**Data records**
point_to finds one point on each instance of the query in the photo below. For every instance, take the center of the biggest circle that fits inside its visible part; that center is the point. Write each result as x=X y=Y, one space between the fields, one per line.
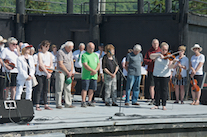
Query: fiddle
x=194 y=83
x=170 y=56
x=178 y=71
x=12 y=65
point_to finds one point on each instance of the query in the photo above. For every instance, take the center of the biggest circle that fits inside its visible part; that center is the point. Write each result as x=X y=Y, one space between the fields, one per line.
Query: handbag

**Work request**
Look above for the line containing "the photo above.". From there to the final line of the entries, repeat every line exactly.

**Reply to the exercise**
point_to finds one point on each instance of the query in the photo above. For every instance, take the center of the biggest circle that fits inside its visible part; that center is the point. Write each result as x=X y=Y, one space between the fields, one per line.
Query: handbag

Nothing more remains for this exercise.